> **Selected text**:
Google’s voice search function has received an upgrade that the company says makes it faster and better.
A spokesperson said that Google voice search within the Google app is now 300 milliseconds faster, with an increase of 500 milliseconds depending on the device the new app is being used on.
New computational models
The company announced that it has added new computational models that “are more accurate, robust to noise, and faster to respond to voice search queries models.”
In a blog post, Haşim Sak, Andrew Senior, Kanishka Rao, Françoise Beaufays and Johan Schalkwyk of the Google Speech Team went into detail about how the new upgrades came about and exactly what they entail.
“Back in 2012, we announced that Google voice search had taken a new turn by adopting Deep Neural Networks (DNNs) as the core technology used to model the sounds of a language. These replaced the 30-year old standard in the industry: the Gaussian Mixture Model (GMM). DNNs were better able to assess which sound a user is producing at every instant in time, and with this they delivered greatly increased speech recognition accuracy,” the post began.
“Today, we’re happy to announce we built even better neural network acoustic models using Connectionist Temporal Classification (CTC) and sequence discriminative training techniques. These models are a special extension of recurrent neural networks (RNNs) that are more accurate, especially in noisy environments, and they are blazingly fast!”
Waveform frames
Google’s blog post goes deep into the specifics of how the latest improvements have been made.

> **Task requirements**:
1. Answer these questions using the voice search article:
(a) How many milliseconds faster is voice search in the Google app now?
(b) What industry standard did Deep Neural Networks replace in 2012?
(c) Which two techniques were used to build the new neural network acoustic models?
2. Quote the voice search article starting with "Google’s voice search" and going on through "what they entail.".

> **The data**:
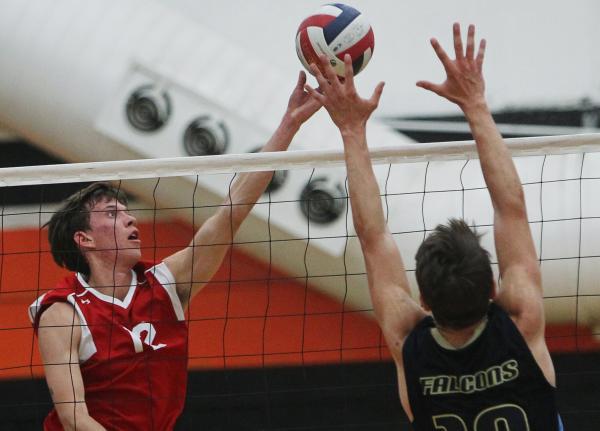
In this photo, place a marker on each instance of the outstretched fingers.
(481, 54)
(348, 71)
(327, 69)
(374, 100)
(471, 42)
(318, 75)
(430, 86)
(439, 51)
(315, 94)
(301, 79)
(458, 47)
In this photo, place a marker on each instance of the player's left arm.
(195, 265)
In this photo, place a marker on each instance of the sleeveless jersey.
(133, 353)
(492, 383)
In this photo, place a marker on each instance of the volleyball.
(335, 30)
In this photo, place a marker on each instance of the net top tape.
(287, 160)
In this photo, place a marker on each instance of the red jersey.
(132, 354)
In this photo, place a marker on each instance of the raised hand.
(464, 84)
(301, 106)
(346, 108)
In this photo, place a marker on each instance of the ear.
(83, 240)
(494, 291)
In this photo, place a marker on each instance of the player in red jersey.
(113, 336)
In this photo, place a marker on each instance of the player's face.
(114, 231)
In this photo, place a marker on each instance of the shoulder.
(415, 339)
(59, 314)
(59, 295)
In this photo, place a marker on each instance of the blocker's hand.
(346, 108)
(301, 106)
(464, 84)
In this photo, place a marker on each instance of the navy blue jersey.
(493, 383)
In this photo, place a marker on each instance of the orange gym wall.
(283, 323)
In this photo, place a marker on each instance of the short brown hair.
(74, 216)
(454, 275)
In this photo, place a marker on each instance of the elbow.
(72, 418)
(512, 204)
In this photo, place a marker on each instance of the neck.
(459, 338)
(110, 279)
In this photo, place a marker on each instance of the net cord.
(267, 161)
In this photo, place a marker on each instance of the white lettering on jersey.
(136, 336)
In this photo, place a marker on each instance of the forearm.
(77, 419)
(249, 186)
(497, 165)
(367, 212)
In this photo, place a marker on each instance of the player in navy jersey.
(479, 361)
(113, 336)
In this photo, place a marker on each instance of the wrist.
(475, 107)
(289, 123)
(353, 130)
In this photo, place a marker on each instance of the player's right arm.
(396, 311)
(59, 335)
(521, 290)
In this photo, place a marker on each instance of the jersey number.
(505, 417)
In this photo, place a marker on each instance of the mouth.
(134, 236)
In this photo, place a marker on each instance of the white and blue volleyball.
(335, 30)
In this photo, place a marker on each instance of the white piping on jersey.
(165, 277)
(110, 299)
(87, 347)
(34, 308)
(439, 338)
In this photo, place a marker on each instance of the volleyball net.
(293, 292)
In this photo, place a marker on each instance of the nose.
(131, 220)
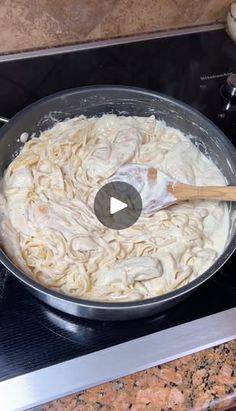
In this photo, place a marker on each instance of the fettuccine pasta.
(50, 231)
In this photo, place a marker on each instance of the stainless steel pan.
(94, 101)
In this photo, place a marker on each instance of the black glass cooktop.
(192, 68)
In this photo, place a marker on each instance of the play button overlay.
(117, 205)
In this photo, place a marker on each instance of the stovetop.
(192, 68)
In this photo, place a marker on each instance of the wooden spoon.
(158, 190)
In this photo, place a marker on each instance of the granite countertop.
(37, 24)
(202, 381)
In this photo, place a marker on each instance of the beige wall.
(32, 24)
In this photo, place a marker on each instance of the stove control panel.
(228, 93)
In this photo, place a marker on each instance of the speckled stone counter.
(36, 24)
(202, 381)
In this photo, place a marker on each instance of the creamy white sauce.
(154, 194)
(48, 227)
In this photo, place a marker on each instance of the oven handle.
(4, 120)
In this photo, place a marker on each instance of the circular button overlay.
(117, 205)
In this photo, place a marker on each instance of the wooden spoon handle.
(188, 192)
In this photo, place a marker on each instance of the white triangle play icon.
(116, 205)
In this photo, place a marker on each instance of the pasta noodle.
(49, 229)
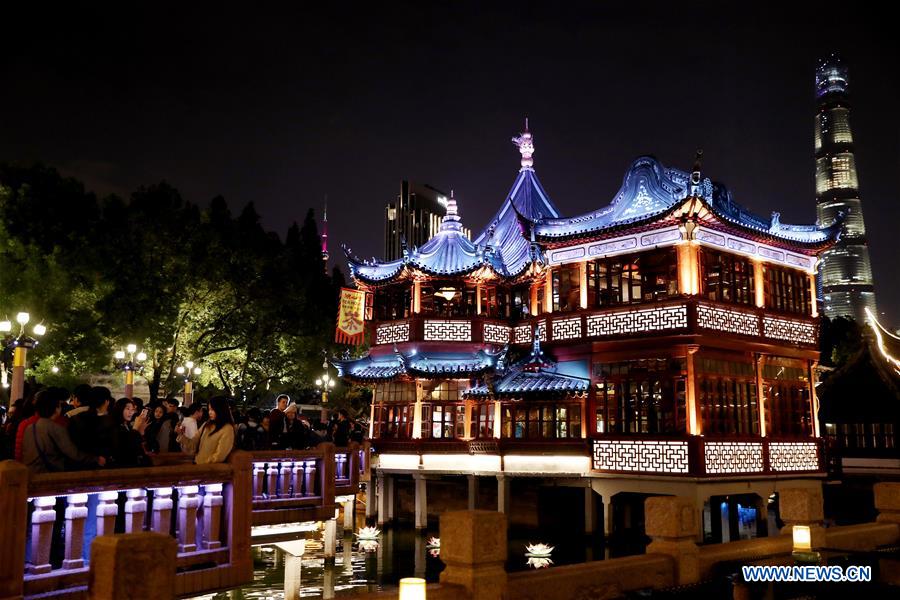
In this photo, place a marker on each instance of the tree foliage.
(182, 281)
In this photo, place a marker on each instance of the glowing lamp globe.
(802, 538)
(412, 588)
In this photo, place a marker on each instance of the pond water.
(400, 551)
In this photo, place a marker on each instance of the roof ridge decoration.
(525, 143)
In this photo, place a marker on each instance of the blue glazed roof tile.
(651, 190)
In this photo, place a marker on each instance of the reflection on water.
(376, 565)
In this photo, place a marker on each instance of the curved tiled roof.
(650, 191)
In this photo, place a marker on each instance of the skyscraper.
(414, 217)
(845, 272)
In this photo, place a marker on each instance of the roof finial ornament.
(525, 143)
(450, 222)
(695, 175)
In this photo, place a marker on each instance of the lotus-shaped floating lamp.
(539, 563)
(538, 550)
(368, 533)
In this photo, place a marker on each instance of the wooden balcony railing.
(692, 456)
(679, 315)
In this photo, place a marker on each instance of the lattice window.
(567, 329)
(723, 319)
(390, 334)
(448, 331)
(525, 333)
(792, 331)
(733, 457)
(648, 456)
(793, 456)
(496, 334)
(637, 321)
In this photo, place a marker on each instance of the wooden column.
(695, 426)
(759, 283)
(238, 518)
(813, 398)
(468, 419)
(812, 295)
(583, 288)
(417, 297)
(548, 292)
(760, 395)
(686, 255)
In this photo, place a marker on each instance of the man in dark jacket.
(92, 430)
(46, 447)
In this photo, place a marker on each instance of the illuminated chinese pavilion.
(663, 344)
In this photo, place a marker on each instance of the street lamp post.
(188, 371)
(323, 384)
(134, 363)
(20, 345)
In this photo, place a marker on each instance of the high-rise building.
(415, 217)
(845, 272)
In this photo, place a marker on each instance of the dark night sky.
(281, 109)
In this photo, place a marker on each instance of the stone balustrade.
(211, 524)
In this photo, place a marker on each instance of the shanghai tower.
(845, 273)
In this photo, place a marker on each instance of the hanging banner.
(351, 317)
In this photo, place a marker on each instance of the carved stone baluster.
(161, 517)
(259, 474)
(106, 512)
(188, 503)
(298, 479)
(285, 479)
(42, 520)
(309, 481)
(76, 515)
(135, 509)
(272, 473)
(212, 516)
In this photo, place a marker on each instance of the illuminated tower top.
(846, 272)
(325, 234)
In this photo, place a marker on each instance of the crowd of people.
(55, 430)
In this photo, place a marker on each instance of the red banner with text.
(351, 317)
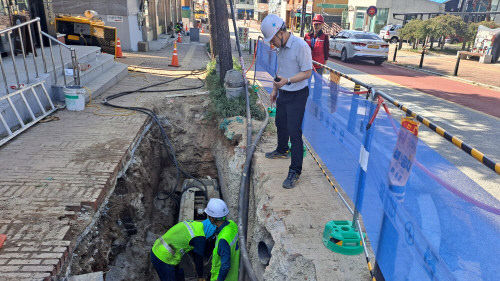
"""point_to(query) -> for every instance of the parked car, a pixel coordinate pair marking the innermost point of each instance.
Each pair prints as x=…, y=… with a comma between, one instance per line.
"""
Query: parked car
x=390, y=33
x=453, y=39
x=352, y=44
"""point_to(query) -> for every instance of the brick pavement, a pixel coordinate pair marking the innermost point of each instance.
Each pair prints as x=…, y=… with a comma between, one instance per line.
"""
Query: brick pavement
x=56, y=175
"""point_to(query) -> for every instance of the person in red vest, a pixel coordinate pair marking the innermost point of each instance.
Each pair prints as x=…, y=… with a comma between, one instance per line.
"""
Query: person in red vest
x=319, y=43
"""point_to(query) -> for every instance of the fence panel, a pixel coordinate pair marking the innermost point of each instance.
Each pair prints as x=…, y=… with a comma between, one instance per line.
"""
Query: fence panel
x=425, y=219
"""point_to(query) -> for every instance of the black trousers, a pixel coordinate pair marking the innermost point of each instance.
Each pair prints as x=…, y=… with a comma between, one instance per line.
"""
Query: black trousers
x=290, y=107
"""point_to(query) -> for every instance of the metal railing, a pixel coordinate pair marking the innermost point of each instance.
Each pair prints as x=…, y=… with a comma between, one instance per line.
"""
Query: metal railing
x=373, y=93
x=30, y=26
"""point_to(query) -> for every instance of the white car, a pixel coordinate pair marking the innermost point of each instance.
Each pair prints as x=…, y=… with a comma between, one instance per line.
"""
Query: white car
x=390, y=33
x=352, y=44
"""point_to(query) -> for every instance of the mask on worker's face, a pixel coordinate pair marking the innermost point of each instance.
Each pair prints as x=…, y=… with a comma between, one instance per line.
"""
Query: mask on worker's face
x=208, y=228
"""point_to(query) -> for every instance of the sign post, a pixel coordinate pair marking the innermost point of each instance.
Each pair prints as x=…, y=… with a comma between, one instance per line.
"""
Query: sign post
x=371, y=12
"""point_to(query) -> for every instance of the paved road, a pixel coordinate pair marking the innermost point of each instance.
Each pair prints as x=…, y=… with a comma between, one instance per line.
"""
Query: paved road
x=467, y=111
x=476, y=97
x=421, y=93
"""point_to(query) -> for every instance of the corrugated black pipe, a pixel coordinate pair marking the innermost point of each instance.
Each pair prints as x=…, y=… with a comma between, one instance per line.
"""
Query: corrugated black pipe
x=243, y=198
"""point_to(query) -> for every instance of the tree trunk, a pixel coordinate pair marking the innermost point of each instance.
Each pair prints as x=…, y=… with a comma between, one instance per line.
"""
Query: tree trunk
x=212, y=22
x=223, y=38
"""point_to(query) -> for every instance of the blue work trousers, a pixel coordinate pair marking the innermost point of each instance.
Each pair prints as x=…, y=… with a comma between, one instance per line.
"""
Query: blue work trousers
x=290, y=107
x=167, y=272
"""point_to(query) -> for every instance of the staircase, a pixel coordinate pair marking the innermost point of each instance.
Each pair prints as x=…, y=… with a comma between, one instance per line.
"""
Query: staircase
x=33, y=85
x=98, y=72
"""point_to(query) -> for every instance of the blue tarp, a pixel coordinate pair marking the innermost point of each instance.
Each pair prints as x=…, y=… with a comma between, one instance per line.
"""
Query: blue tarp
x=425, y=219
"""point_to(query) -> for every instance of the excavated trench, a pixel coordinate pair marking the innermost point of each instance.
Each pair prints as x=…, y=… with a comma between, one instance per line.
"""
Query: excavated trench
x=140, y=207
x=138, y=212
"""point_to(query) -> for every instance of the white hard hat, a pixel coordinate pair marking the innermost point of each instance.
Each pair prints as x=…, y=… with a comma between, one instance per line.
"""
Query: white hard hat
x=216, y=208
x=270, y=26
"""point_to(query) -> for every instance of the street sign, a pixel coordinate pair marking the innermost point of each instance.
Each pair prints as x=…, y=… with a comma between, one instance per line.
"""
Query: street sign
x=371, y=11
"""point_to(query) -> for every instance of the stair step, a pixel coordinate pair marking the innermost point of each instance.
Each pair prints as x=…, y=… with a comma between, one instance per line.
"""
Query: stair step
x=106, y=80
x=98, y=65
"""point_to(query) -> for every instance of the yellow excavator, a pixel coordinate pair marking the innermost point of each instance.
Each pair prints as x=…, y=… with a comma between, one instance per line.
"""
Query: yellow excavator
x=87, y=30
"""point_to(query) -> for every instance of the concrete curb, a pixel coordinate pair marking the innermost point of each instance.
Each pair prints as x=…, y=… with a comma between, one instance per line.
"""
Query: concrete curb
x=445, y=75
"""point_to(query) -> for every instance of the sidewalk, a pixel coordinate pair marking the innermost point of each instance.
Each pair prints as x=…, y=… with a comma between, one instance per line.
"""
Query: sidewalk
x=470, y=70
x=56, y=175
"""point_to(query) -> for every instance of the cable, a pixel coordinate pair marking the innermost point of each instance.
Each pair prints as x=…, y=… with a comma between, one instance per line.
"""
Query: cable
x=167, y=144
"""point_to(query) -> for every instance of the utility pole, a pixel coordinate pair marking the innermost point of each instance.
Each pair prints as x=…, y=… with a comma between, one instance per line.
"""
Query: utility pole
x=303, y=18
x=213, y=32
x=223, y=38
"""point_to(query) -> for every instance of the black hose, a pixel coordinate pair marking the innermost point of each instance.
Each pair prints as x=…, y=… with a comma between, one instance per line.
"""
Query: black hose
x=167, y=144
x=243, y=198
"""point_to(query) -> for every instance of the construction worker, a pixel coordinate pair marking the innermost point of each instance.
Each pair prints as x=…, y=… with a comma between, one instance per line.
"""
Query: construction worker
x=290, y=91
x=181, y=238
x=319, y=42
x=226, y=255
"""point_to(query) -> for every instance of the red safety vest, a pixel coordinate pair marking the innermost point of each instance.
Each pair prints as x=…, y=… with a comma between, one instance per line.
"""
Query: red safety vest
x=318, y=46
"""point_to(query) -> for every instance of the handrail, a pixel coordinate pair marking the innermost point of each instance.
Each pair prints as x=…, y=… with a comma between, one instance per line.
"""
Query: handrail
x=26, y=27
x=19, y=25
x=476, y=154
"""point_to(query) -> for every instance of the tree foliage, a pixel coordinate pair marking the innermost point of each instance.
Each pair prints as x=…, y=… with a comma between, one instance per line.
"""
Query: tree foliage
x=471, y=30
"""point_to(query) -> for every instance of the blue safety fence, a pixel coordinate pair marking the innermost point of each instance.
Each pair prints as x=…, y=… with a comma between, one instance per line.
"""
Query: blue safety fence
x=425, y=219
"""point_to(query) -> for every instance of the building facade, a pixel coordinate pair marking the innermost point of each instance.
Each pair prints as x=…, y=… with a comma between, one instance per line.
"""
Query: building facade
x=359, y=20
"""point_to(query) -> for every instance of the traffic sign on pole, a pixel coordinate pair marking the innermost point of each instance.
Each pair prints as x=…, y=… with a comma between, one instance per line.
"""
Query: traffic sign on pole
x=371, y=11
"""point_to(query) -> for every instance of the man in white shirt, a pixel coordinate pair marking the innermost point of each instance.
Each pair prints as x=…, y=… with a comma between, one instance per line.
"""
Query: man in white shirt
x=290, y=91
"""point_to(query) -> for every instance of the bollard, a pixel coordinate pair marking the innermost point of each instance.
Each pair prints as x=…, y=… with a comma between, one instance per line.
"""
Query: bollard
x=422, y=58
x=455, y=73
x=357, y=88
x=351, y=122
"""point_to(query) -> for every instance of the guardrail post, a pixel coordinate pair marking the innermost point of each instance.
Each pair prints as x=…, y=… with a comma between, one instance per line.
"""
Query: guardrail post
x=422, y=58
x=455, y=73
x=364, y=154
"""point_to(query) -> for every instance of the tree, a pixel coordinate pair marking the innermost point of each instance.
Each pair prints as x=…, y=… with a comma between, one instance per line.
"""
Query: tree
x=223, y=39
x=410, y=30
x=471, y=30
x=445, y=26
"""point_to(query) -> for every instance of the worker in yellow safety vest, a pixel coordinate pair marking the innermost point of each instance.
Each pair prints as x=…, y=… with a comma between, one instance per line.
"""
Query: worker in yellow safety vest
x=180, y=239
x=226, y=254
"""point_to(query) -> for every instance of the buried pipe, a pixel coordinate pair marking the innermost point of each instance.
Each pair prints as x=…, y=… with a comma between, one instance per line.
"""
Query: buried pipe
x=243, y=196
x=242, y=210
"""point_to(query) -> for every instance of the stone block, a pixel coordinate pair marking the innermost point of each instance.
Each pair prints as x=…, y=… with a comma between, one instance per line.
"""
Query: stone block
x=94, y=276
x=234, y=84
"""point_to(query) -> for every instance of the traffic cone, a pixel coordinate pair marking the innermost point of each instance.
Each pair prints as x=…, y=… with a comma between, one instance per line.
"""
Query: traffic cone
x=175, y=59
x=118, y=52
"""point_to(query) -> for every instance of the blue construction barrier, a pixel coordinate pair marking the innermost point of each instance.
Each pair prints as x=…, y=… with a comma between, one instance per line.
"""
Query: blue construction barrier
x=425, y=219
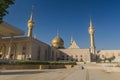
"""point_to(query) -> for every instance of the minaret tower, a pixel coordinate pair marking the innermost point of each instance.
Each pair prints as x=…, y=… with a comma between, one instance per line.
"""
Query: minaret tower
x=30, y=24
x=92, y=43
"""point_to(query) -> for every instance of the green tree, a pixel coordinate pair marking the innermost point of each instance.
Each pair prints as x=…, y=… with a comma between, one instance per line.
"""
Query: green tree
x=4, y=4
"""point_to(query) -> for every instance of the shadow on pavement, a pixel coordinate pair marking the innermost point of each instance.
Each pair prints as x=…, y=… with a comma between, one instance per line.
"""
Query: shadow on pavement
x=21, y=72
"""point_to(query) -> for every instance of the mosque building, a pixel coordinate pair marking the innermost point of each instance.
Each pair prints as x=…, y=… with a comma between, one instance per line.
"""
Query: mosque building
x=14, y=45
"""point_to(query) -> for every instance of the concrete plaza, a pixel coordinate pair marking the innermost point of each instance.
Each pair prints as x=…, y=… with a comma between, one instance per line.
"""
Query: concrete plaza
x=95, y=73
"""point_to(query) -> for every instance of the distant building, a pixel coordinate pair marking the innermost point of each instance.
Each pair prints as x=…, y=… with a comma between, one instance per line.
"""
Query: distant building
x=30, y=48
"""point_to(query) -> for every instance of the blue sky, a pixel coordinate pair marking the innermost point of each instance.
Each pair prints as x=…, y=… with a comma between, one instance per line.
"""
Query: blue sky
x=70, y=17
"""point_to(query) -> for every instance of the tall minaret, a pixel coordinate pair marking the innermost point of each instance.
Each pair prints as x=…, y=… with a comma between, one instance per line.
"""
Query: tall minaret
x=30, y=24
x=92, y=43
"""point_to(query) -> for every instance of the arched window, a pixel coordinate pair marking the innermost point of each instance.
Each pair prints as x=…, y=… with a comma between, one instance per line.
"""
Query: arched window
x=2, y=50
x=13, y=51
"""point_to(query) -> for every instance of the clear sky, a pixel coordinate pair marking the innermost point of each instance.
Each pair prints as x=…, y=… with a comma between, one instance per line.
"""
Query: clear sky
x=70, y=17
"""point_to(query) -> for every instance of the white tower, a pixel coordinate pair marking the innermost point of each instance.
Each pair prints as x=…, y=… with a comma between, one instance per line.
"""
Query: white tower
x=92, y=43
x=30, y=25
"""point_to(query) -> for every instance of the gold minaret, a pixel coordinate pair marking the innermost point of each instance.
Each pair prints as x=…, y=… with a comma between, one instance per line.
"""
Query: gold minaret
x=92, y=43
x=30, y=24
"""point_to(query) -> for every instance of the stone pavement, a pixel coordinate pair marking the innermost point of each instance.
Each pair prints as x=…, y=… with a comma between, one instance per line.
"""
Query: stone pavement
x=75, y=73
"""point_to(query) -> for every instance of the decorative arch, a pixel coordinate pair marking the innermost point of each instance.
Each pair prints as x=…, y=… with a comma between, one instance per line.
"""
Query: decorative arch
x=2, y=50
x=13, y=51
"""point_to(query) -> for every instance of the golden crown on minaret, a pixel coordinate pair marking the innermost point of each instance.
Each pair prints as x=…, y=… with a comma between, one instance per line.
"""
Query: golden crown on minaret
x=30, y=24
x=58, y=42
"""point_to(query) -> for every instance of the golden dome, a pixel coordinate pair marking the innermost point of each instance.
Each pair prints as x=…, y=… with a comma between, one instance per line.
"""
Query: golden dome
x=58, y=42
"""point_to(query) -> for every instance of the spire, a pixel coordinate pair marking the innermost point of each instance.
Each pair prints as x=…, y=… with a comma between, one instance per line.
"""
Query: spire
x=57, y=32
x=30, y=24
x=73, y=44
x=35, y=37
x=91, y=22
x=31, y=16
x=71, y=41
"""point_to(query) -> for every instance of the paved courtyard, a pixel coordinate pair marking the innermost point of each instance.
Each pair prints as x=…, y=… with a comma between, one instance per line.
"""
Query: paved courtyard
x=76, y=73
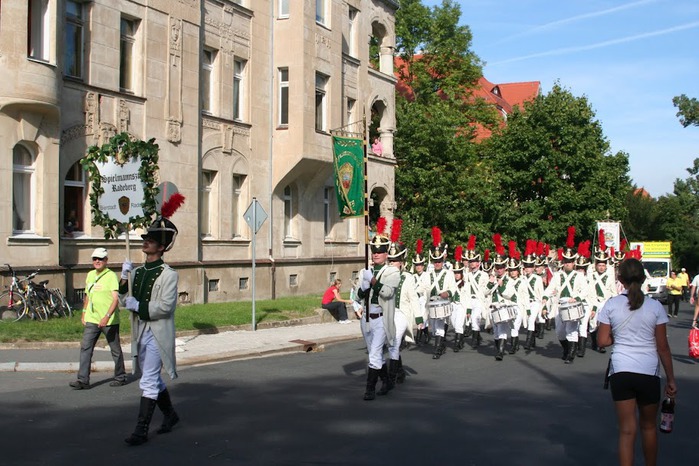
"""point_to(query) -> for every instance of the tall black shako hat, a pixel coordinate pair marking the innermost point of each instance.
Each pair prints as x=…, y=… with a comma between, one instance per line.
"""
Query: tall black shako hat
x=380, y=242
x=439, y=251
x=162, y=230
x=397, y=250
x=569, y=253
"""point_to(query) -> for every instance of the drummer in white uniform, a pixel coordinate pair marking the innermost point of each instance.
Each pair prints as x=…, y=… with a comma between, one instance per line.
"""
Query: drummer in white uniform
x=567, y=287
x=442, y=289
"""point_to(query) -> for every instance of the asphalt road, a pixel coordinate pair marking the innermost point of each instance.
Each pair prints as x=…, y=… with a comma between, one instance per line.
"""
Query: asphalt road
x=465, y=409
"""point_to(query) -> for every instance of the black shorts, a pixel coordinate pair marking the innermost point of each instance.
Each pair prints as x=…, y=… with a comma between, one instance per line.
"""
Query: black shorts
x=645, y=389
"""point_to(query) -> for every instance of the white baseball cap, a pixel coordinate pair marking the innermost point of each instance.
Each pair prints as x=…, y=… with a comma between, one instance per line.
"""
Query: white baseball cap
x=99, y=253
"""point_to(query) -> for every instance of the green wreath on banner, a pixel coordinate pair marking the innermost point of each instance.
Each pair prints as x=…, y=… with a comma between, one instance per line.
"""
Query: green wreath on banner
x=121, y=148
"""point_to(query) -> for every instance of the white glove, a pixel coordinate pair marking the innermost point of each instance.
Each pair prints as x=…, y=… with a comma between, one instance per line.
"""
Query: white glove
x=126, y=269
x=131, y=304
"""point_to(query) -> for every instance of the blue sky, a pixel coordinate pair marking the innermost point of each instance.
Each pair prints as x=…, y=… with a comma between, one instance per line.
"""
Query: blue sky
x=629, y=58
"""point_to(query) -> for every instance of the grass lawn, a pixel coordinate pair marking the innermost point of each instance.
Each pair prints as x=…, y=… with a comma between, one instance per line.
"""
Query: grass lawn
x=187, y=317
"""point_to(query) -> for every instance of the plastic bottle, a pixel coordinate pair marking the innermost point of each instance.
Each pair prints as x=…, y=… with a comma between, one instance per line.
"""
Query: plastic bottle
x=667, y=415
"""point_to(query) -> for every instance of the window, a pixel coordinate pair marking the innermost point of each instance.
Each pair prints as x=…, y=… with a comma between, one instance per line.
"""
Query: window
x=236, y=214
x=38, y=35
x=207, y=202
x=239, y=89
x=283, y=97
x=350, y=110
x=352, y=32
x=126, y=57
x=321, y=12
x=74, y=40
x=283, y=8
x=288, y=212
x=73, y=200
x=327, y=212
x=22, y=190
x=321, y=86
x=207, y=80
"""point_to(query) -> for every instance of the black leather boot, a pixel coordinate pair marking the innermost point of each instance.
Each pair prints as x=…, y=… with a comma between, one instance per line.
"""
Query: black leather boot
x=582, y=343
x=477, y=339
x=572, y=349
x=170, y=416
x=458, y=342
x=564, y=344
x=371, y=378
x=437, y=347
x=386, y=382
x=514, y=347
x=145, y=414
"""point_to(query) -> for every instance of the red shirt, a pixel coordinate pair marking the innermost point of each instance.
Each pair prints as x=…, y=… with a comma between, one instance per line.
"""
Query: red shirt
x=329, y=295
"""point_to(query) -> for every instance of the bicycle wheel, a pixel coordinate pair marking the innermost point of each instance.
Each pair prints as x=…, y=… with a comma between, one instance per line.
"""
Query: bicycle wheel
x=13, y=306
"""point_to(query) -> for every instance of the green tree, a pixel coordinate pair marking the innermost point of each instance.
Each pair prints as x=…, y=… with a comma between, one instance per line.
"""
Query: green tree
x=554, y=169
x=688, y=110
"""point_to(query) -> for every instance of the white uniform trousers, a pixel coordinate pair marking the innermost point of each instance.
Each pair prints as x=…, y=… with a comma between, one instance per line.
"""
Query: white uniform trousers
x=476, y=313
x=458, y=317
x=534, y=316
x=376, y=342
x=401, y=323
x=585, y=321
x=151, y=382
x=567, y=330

> **Responses per task**:
1.
(a) 300 milliseconds
(b) The Gaussian Mixture Model (GMM)
(c) Connectionist Temporal Classification (CTC) and sequence discriminative training

2.
Google’s voice search function has received an upgrade that the company says makes it faster and better.
A spokesperson said that Google voice search within the Google app is now 300 milliseconds faster, with an increase of 500 milliseconds depending on the device the new app is being used on.
New computational models
The company announced that it has added new computational models that “are more accurate, robust to noise, and faster to respond to voice search queries models.”
In a blog post, Haşim Sak, Andrew Senior, Kanishka Rao, Françoise Beaufays and Johan Schalkwyk of the Google Speech Team went into detail about how the new upgrades came about and exactly what they entail.